→ Problem details
Give the lines below as a numbered list with blank lines left out, starting with the line that contains "Where can the white plastic" and going on through the line that contains "(1139, 673)". Include only those lines.

→ Data extract
-- BEGIN --

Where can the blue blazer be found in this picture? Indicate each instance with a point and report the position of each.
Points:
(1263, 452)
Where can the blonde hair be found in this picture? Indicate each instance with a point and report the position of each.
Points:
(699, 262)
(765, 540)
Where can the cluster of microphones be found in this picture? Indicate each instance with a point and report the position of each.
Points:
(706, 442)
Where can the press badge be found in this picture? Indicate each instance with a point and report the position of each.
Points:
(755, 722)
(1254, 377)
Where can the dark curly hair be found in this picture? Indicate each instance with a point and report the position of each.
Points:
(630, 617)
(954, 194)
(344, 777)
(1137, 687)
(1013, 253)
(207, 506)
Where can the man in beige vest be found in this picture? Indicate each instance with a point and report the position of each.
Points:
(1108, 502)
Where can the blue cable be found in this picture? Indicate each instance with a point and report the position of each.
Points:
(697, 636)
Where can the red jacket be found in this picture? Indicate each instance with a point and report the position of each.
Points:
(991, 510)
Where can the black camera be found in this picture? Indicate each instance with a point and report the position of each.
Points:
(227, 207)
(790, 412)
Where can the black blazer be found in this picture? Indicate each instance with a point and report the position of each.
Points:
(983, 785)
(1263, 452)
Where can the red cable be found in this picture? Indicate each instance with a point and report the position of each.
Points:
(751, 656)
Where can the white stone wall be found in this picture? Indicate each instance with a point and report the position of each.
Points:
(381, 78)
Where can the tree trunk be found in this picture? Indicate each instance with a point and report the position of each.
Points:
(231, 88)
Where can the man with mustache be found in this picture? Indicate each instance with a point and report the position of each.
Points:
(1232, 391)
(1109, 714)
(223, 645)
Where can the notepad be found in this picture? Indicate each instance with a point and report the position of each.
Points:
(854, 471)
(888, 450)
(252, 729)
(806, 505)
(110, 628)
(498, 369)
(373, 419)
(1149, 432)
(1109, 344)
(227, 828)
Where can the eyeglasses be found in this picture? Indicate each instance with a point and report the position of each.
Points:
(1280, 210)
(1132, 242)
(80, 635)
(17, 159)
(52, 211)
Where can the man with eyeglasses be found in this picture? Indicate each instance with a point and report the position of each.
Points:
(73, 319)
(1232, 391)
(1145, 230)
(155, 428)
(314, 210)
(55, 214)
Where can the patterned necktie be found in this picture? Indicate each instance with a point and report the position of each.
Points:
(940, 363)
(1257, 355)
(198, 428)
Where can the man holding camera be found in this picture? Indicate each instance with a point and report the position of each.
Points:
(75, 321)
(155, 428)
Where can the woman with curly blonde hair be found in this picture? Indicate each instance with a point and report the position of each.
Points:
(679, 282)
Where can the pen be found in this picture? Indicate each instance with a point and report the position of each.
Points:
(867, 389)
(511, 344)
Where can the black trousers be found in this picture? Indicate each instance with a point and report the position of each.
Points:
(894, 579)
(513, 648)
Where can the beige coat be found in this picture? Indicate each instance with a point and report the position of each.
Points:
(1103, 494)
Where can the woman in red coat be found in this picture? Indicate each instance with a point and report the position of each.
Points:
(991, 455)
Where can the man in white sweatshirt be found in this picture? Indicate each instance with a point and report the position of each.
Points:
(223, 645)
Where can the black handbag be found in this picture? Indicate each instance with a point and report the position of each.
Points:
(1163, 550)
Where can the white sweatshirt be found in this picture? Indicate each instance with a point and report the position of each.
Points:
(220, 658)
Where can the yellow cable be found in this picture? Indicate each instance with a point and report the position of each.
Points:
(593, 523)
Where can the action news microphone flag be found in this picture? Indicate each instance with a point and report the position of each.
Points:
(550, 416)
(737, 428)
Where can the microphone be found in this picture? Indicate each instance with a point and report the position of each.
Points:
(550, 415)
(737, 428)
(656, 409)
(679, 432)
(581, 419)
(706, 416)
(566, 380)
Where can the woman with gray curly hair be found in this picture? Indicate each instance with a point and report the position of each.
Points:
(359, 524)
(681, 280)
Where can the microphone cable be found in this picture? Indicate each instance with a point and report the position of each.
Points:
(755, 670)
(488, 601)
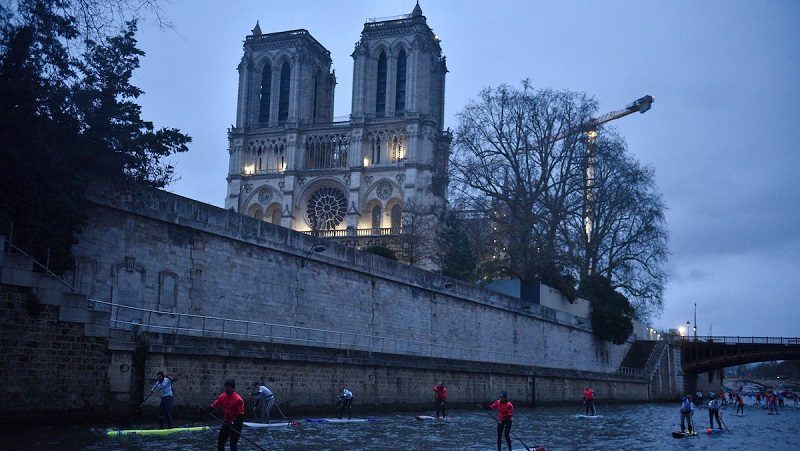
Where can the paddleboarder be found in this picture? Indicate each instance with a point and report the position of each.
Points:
(687, 409)
(713, 412)
(264, 402)
(233, 416)
(739, 404)
(164, 387)
(505, 411)
(345, 401)
(441, 399)
(588, 401)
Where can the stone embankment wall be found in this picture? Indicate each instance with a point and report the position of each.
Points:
(161, 252)
(49, 366)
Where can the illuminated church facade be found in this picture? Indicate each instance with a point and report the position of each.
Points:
(292, 164)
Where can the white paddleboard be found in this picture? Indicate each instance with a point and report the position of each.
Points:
(272, 425)
(337, 420)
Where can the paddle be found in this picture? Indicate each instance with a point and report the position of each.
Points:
(234, 430)
(527, 448)
(145, 400)
(723, 423)
(281, 412)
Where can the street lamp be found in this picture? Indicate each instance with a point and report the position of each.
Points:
(442, 287)
(314, 248)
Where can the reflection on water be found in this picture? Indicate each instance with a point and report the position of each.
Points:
(619, 427)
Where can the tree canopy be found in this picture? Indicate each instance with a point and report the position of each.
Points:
(69, 119)
(521, 166)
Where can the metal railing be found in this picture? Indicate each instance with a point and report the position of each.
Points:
(364, 232)
(788, 341)
(146, 320)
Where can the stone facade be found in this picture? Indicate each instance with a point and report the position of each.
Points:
(292, 164)
(167, 254)
(49, 366)
(270, 308)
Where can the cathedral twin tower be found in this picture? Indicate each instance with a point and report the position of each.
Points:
(292, 165)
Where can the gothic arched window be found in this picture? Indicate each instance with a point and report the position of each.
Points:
(400, 84)
(376, 217)
(375, 149)
(380, 97)
(396, 217)
(266, 93)
(283, 103)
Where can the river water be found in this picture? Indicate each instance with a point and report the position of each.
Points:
(619, 427)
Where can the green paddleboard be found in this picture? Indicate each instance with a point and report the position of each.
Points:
(154, 432)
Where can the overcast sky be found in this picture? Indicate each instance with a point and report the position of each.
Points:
(722, 135)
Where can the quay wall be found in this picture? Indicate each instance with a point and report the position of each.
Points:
(171, 257)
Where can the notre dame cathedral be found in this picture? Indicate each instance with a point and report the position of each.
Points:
(355, 180)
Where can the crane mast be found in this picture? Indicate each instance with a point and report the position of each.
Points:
(589, 127)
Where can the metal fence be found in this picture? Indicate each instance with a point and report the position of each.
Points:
(790, 341)
(145, 320)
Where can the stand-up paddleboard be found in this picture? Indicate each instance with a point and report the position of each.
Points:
(154, 432)
(532, 448)
(683, 434)
(272, 425)
(337, 420)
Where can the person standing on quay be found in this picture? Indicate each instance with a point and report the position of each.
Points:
(345, 401)
(441, 399)
(264, 402)
(713, 412)
(164, 387)
(232, 416)
(505, 412)
(739, 404)
(588, 401)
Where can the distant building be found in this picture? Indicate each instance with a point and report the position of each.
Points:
(292, 164)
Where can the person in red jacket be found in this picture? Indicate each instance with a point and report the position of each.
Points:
(441, 399)
(739, 404)
(505, 410)
(232, 416)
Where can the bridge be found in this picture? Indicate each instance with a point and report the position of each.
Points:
(701, 354)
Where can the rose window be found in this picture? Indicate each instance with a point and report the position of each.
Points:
(326, 208)
(384, 190)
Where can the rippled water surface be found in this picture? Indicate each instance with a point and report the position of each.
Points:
(619, 427)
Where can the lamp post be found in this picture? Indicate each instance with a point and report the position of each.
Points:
(315, 247)
(442, 287)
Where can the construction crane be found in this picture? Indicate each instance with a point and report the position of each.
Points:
(589, 127)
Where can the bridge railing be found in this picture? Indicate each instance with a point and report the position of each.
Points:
(146, 320)
(789, 341)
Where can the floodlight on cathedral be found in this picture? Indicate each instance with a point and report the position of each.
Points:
(290, 161)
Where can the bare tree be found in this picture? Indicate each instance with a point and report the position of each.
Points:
(508, 166)
(417, 243)
(532, 190)
(627, 242)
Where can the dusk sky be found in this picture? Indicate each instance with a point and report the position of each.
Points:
(722, 135)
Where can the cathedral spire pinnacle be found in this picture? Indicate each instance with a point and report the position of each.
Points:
(417, 11)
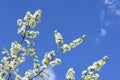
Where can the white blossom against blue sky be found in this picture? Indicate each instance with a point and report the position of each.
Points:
(99, 19)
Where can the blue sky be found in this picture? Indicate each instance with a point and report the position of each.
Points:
(99, 19)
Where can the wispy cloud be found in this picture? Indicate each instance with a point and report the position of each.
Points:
(103, 32)
(52, 75)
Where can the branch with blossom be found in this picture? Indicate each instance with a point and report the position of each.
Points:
(20, 50)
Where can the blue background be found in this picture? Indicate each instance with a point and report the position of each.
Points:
(72, 18)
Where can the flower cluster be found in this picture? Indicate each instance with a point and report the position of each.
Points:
(19, 50)
(75, 43)
(15, 49)
(58, 38)
(70, 74)
(48, 60)
(30, 21)
(89, 73)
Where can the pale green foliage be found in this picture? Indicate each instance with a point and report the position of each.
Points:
(19, 50)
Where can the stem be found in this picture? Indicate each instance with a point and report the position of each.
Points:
(23, 38)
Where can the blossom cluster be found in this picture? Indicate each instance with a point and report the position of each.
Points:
(20, 50)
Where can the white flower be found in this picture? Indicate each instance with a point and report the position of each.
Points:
(58, 38)
(70, 74)
(66, 47)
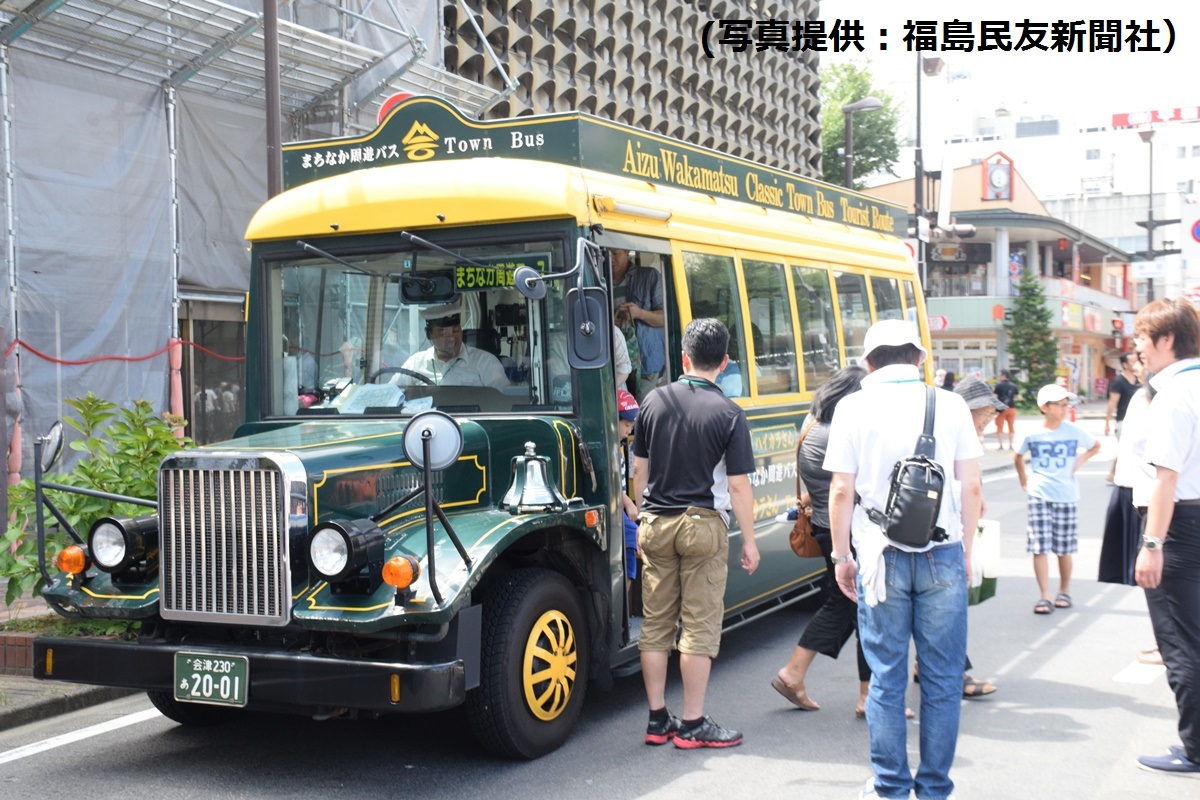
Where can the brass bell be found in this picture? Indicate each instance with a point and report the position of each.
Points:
(532, 489)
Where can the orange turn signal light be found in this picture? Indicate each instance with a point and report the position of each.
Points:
(401, 571)
(72, 559)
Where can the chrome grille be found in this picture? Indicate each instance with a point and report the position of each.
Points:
(225, 545)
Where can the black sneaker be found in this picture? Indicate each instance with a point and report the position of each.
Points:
(708, 734)
(660, 733)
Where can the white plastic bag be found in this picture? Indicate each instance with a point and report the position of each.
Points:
(984, 561)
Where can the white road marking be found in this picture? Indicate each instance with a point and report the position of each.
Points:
(25, 751)
(1139, 673)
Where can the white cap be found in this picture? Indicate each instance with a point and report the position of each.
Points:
(1053, 394)
(893, 332)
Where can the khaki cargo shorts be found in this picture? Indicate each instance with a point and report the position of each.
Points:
(683, 579)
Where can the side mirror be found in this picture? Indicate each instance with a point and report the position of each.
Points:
(52, 446)
(427, 288)
(588, 329)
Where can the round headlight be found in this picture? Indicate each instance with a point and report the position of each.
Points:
(107, 546)
(329, 552)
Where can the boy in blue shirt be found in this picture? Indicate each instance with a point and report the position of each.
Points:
(1055, 452)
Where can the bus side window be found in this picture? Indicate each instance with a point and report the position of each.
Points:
(887, 299)
(771, 314)
(819, 329)
(713, 288)
(856, 313)
(910, 302)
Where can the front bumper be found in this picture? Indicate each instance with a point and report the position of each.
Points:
(276, 678)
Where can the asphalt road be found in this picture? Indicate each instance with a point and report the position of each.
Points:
(1073, 711)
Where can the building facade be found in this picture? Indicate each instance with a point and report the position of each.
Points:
(971, 281)
(646, 62)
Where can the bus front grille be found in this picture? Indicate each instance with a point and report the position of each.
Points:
(223, 542)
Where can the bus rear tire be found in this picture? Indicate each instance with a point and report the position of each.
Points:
(534, 665)
(190, 714)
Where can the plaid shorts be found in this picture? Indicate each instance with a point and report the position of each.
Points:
(1053, 528)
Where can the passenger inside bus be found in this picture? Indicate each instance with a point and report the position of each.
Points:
(449, 361)
(637, 300)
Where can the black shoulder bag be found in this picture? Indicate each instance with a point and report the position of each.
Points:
(915, 497)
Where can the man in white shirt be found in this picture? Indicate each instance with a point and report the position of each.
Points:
(918, 593)
(449, 362)
(1167, 334)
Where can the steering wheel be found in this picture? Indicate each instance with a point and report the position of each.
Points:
(390, 371)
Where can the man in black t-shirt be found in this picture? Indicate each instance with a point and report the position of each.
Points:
(1006, 391)
(693, 457)
(1121, 391)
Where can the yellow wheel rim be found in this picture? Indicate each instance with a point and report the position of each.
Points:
(549, 668)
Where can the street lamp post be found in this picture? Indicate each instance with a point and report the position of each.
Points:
(930, 67)
(1147, 136)
(865, 104)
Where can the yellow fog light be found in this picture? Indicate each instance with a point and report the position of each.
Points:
(401, 571)
(72, 559)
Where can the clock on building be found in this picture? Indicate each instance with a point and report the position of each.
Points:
(997, 184)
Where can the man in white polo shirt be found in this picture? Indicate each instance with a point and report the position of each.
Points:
(449, 362)
(905, 593)
(1167, 334)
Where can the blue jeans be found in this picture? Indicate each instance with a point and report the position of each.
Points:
(927, 602)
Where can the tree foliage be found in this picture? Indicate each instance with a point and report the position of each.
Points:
(121, 451)
(1032, 348)
(875, 132)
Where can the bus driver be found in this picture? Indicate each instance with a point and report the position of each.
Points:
(450, 362)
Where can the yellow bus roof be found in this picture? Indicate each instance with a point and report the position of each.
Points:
(490, 191)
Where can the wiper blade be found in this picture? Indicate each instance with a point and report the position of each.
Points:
(317, 251)
(426, 244)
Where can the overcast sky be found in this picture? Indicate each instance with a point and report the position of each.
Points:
(1075, 86)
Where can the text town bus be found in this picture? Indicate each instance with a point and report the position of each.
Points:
(378, 537)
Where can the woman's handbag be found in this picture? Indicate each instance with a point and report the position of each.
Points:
(803, 543)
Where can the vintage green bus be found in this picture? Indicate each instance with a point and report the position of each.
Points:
(378, 537)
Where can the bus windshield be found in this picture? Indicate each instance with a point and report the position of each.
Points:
(403, 330)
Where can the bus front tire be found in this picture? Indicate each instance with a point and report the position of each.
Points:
(534, 665)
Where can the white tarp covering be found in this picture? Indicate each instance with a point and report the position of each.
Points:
(94, 251)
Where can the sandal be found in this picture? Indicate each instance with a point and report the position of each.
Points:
(975, 689)
(801, 698)
(861, 713)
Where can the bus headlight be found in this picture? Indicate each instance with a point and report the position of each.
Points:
(339, 551)
(120, 545)
(107, 546)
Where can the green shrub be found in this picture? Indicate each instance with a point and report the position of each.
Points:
(121, 451)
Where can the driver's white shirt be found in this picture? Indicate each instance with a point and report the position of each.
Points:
(471, 367)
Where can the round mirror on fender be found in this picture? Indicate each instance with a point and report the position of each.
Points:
(529, 282)
(444, 435)
(52, 446)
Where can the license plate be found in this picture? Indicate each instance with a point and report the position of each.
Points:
(216, 680)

-- END --

→ Finished answer
1. Where can the white plastic bag be found in this picture? Indicate each instance with a point and report the position of each.
2. Points:
3. (984, 561)
4. Where can the white road marking be found in this picture? Indicate each instance with a point and report the position of each.
5. Points:
6. (25, 751)
7. (1139, 673)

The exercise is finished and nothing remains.